--- Listed entries ---

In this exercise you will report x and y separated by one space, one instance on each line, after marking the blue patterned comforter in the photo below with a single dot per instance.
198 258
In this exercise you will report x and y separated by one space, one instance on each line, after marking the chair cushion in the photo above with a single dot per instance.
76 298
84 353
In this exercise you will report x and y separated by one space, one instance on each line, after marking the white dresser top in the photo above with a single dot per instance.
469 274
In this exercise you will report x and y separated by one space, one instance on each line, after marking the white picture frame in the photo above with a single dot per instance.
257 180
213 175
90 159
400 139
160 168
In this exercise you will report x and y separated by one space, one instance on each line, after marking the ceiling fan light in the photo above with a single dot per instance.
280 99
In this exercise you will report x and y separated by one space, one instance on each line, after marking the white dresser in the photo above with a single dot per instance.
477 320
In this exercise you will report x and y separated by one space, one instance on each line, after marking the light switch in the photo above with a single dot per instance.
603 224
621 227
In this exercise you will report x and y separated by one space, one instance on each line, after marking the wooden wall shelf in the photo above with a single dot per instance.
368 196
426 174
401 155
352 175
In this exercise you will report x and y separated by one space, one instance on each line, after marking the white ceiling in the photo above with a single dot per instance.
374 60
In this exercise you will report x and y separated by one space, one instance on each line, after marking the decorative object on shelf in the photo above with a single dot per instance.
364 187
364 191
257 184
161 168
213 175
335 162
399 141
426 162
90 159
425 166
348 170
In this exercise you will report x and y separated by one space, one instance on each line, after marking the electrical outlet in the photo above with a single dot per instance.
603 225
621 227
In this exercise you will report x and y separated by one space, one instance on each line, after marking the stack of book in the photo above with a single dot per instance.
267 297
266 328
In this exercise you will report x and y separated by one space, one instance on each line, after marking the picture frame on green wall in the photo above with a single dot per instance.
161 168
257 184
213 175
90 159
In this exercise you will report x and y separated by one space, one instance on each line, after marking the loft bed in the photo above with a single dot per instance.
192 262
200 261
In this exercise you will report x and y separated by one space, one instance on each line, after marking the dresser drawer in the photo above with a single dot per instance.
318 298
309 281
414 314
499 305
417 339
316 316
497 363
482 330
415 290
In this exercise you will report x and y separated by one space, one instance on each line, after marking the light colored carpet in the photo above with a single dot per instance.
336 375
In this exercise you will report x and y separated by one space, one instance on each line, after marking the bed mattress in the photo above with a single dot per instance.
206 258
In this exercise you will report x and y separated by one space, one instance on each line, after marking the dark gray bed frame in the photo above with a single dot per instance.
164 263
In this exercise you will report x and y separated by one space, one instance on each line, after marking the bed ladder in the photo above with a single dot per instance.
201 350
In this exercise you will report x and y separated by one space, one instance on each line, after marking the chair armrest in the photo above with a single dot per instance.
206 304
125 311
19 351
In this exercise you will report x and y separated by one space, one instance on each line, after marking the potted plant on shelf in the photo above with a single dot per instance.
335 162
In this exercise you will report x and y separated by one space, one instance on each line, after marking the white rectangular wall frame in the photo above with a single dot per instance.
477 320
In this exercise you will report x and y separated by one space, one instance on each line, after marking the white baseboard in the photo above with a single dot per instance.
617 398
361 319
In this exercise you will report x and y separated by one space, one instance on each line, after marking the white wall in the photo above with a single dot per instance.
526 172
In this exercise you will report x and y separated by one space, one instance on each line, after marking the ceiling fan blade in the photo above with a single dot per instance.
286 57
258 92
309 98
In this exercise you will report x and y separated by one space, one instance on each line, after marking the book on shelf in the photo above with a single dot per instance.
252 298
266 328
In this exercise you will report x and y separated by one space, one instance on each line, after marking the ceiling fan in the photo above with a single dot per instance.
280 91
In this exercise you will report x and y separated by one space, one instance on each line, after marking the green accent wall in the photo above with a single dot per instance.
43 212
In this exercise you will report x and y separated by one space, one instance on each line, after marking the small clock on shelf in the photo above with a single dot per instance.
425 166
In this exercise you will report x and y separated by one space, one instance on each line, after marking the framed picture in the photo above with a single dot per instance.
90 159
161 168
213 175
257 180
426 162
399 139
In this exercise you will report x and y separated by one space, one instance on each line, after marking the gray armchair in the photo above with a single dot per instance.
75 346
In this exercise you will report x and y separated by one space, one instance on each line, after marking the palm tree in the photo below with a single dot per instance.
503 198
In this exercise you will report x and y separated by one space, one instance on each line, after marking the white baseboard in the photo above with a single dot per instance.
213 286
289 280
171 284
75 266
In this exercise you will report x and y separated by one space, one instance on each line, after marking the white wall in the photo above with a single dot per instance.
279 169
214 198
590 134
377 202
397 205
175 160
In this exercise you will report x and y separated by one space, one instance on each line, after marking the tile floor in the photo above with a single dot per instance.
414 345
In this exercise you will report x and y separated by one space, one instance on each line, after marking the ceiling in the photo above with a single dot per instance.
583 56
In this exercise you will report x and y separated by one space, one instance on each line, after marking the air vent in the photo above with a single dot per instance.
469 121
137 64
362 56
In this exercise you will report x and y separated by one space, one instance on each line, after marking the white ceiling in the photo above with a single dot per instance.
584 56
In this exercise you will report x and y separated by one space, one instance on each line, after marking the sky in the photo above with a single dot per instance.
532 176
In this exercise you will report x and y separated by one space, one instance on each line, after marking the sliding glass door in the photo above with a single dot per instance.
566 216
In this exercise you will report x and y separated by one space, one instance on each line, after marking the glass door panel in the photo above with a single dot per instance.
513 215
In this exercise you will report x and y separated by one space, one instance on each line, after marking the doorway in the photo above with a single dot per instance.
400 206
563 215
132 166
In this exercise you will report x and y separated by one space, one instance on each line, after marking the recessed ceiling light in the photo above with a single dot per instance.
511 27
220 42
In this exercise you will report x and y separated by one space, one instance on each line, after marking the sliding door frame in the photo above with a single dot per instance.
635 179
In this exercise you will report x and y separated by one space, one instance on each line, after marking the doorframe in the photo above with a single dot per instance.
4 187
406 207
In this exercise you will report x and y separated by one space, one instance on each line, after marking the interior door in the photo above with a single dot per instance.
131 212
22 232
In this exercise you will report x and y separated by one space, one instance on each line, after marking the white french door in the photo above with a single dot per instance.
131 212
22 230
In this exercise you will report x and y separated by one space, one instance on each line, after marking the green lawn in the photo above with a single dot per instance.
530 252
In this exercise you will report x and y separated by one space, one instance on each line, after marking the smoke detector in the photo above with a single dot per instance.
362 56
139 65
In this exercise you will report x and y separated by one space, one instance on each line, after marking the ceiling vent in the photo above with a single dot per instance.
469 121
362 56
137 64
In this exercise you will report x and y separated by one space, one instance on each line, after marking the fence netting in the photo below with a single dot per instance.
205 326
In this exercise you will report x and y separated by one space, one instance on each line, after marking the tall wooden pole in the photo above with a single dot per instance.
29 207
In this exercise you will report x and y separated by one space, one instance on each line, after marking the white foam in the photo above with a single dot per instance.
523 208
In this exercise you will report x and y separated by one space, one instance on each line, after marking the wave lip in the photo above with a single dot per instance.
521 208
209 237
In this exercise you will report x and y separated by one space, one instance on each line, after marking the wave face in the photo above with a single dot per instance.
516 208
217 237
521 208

---

Exercise aim: Please give every line of the rows above as a JSON list of strings, one string per line, with blank lines left out.

Result of the task:
[
  "In this exercise you will report x and y separated by one space, one instance on each line, after marking the blue patterned comforter in the photo below with a single dot per instance.",
  "198 258",
  "In this exercise you will report x and y separated by one space, one instance on each line, after marking the chair cushion in the photo above with a single dot per instance.",
  "76 298",
  "84 353",
  "In this exercise you will report x and y separated by one space, one instance on each line, after marking the white dresser top in the photo above with a single dot per instance.",
  "469 274",
  "In this exercise you will report x and y separated by one space, one instance on each line, after marking the white picture frame in the photo above with a single dot per instance.",
  "257 180",
  "213 175",
  "90 159",
  "400 139",
  "160 168",
  "In this exercise you will report x and y separated by one space, one instance on each line, after marking the ceiling fan light in the photo above with a single dot per instance.",
  "280 99",
  "In this exercise you will report x and y separated by one space, one instance on each line, after marking the white dresser in the photo above with a single dot per instance.",
  "477 320",
  "In this exercise you will report x and y separated by one space, one instance on each line, after marking the light switch in the photo above with a single dot per instance.",
  "603 224",
  "621 227",
  "In this exercise you will report x and y separated by one space, one instance on each line, after marking the wooden wall shelf in the photo above with a single dot per instance.",
  "368 196",
  "426 174",
  "401 155",
  "352 175",
  "In this exercise you will report x and y separated by one space, one instance on each line, after marking the white ceiling in the photo above with a single dot per instance.",
  "374 60",
  "In this exercise you will report x and y separated by one space, one instance on each line, after marking the decorative object on shelf in the photo above with a single dot per instance.",
  "364 187",
  "364 191",
  "257 184",
  "161 168",
  "213 175",
  "335 162",
  "399 141",
  "426 162",
  "90 159",
  "425 166",
  "348 170",
  "In this exercise you will report x and y separated by one space, one instance on each line, after marking the electrical outlet in the photo above with a single dot per instance.",
  "603 225",
  "621 227",
  "In this exercise you will report x and y separated by one space, one instance on each line, after marking the stack of book in the photo above with a single dot per instance.",
  "267 297",
  "266 328",
  "In this exercise you will report x and y separated by one space, one instance on each line, after marking the picture frame on green wall in the photo above with a single dot per instance.",
  "161 168",
  "257 184",
  "213 175",
  "90 159",
  "In this exercise you will report x and y separated by one space, one instance on each line, after marking the loft bed in the photo above with a single dot per instance.",
  "192 262",
  "200 261",
  "In this exercise you will report x and y separated by one space, one instance on each line, after marking the dresser drawer in the photo above with a single dot per instance.",
  "318 298",
  "309 281",
  "414 314",
  "499 305",
  "417 339",
  "316 316",
  "497 363",
  "482 330",
  "415 290",
  "In this exercise you will report x and y separated by one space, one instance on each line, after marking the light colored carpet in the photo above with a single dot per instance.",
  "336 375",
  "In this exercise you will report x and y separated by one space, one instance on each line, after marking the bed mattress in the photo above with a single dot per instance.",
  "206 258",
  "In this exercise you will report x and y separated by one space, one instance on each line, after marking the dark gray bed frame in the photo above with a single dot per instance.",
  "164 263",
  "In this exercise you will report x and y separated by one space, one instance on each line, after marking the bed ladder in the photo above with a single dot per instance.",
  "201 350",
  "In this exercise you will report x and y separated by one space, one instance on each line, after marking the chair armrest in the photo above with a single dot per instance.",
  "206 304",
  "125 311",
  "19 351",
  "In this exercise you will report x and y separated by one space, one instance on each line, after marking the potted plant on shelf in the photo above with a single dot per instance.",
  "335 162",
  "In this exercise you will report x and y separated by one space, one instance on each line, after marking the white rectangular wall frame in the photo above with a single dot per instance.",
  "477 320",
  "In this exercise you will report x and y separated by one space, one instance on each line, after marking the white baseboard in the photo above with a single dot per instance.",
  "617 398",
  "361 319",
  "In this exercise you will report x and y separated by one space, one instance on each line, after marking the white wall in the photo above with a single dot per instance.",
  "526 172",
  "In this exercise you will report x and y separated by one space, one instance on each line, after marking the ceiling fan blade in the photo above with a single dot per instance.",
  "286 57",
  "258 92",
  "309 98",
  "In this exercise you will report x and y separated by one space, one instance on each line, after marking the book on shelf in the photo above with a single dot per instance.",
  "252 298",
  "266 328",
  "In this exercise you will report x and y separated by one space, one instance on each line, after marking the ceiling fan in the photo above with a single dot per instance.",
  "280 91",
  "In this exercise you will report x and y separated by one space, one instance on each line, after marking the green accent wall in the photo above with a single dot per instance.",
  "43 212",
  "In this exercise you will report x and y separated by one space, one instance on each line, after marking the small clock on shelf in the photo above with a single dot per instance.",
  "425 166",
  "In this exercise you will report x and y separated by one space, one instance on each line, after marking the framed picture in the photo above with a single dot per instance.",
  "90 159",
  "161 168",
  "213 175",
  "257 180",
  "426 162",
  "399 139",
  "In this exercise you will report x and y separated by one space, one instance on each line, after marking the gray armchair in the photo above with a single dot per instance.",
  "75 346",
  "In this exercise you will report x and y separated by one space, one instance on each line, after marking the palm tree in the photo below with a single dot per instance.",
  "503 198",
  "In this exercise you will report x and y separated by one space, one instance on each line, after marking the white baseboard in the photo above with a single dot per instance.",
  "213 286",
  "289 280",
  "171 284",
  "75 266",
  "In this exercise you will report x and y separated by one space, one instance on each line, after marking the white wall in the photo above with a single dot per instance.",
  "279 169",
  "214 198",
  "590 134",
  "377 202",
  "397 205",
  "175 160",
  "In this exercise you will report x and y separated by one space, one instance on each line, after marking the tile floor in the photo above with a single dot per instance.",
  "414 345",
  "In this exercise you will report x and y separated by one space, one instance on each line, after marking the ceiling in the photo above with a single dot per instance.",
  "583 56",
  "In this exercise you will report x and y separated by one space, one instance on each line, after marking the air vent in the photo above with a single dot per instance.",
  "469 121",
  "137 64",
  "362 56",
  "In this exercise you will report x and y separated by one space, one instance on each line, after marking the white ceiling in the photo above with a single dot per instance.",
  "584 56",
  "In this exercise you will report x and y separated by one space, one instance on each line, after marking the sky in the photo above with a single dot per instance.",
  "532 176",
  "In this exercise you will report x and y separated by one space, one instance on each line, after marking the sliding glass door in the photo above with a single dot per instance.",
  "566 216",
  "In this exercise you will report x and y separated by one space, one instance on each line, after marking the glass door panel in the photo above with a single dot per instance.",
  "513 215",
  "In this exercise you will report x and y separated by one space, one instance on each line, after marking the doorway in the photo above with a single dot per instance.",
  "400 206",
  "563 215",
  "132 166",
  "In this exercise you will report x and y separated by one space, one instance on each line, after marking the recessed ceiling light in the photo above with a single dot per instance.",
  "511 27",
  "220 42",
  "In this exercise you will report x and y separated by one space, one instance on each line, after marking the sliding door frame in the photo above with a single dot per instance.",
  "635 179",
  "In this exercise you will report x and y separated by one space, one instance on each line, after marking the doorframe in the photo above with a single dot per instance.",
  "4 187",
  "406 207",
  "In this exercise you will report x and y separated by one space, one instance on each line, after marking the interior door in the photo above with a single dot per instance.",
  "131 212",
  "22 232",
  "In this exercise you will report x and y separated by one space, one instance on each line, after marking the white french door in the photo above with a single dot per instance.",
  "131 212",
  "22 230",
  "In this exercise you will report x and y separated by one space, one instance on each line, after marking the green lawn in the photo above with a single dot per instance.",
  "530 252",
  "In this exercise you will report x and y separated by one space, one instance on each line, after marking the smoke detector in the photo above with a single dot per instance.",
  "362 56",
  "139 65",
  "In this exercise you will report x and y separated by one space, one instance on each line, after marking the ceiling vent in the photo above with a single dot per instance.",
  "469 121",
  "362 56",
  "137 64",
  "In this exercise you will report x and y separated by one space, one instance on each line, after marking the fence netting in the photo below with a single dot per instance.",
  "205 326",
  "In this exercise you will report x and y separated by one space, one instance on each line, after marking the tall wooden pole in the photo above with a single dot per instance.",
  "29 207",
  "In this exercise you will report x and y separated by one space, one instance on each line, after marking the white foam in the photo above with a single dot per instance.",
  "523 208",
  "In this exercise you will report x and y separated by one space, one instance on each line, after marking the wave lip in the photo above with a single dot per instance.",
  "521 208",
  "209 237",
  "In this exercise you will report x and y separated by one space, one instance on each line, after marking the wave face in the photo above with a single dot per instance.",
  "516 208",
  "217 237",
  "521 208"
]